Aim of the task |
Your task is to return the span of lines beginning at the one with "Query: belfry opening" and ending at the last line of the data, exactly as it stands.

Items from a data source
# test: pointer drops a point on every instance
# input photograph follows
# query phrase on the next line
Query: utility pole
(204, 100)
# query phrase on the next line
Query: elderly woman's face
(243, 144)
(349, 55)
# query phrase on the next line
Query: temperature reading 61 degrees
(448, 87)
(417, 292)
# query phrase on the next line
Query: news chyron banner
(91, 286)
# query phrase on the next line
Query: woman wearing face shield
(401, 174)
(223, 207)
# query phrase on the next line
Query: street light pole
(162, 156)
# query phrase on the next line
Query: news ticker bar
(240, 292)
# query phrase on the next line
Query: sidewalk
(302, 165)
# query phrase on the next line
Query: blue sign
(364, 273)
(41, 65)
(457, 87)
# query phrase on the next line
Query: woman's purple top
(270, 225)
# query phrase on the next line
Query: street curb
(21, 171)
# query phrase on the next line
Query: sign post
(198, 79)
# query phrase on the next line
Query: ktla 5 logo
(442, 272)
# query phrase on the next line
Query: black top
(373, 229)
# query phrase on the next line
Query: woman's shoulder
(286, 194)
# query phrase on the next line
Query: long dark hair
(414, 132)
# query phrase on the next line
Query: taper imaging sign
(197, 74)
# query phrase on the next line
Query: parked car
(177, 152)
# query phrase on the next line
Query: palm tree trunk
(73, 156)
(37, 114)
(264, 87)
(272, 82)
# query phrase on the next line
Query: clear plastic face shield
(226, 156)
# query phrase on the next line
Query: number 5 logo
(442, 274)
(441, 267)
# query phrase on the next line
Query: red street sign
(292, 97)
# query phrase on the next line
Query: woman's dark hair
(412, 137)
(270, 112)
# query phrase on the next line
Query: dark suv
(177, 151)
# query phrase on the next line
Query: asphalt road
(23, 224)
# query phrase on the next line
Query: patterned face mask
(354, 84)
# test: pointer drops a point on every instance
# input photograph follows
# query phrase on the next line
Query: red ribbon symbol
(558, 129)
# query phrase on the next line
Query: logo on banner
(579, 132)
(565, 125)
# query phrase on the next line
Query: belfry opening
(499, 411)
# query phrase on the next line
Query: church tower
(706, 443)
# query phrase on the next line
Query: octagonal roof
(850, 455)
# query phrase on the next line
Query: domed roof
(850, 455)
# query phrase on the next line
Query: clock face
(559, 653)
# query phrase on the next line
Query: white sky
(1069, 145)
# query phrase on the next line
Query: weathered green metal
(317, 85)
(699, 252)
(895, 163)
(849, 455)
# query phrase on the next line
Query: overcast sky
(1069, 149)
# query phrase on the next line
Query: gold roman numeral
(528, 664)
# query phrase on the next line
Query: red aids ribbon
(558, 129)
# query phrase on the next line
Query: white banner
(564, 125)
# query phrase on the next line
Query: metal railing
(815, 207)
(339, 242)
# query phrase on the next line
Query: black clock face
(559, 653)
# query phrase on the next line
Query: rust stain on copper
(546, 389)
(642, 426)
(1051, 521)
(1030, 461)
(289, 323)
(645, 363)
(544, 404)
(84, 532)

Exercise result |
Query: belfry opening
(499, 411)
# query phrase on the next line
Query: church tower
(706, 443)
# query phrase on the next line
Query: octagonal roof
(850, 455)
# query phrase on the next line
Query: domed roof
(850, 455)
# query phrase on the next line
Query: clock face
(559, 653)
# query phrase on the next line
Query: white sky
(1069, 145)
# query phrase on the next line
Query: weathered green metal
(317, 85)
(699, 252)
(895, 163)
(849, 455)
# query phrase on the next line
Query: overcast sky
(1069, 149)
# query phrase on the next line
Query: gold roman numeral
(528, 664)
# query phrase on the next line
Query: red aids ribbon
(558, 129)
# query phrase on the next line
Query: white banner
(564, 125)
# query phrase on the next line
Query: metal railing
(815, 207)
(339, 242)
# query phrase on the next line
Query: black clock face
(559, 653)
# query phrase on the next line
Query: rust stain on copper
(546, 389)
(642, 426)
(1051, 521)
(1030, 461)
(289, 323)
(645, 363)
(544, 404)
(84, 532)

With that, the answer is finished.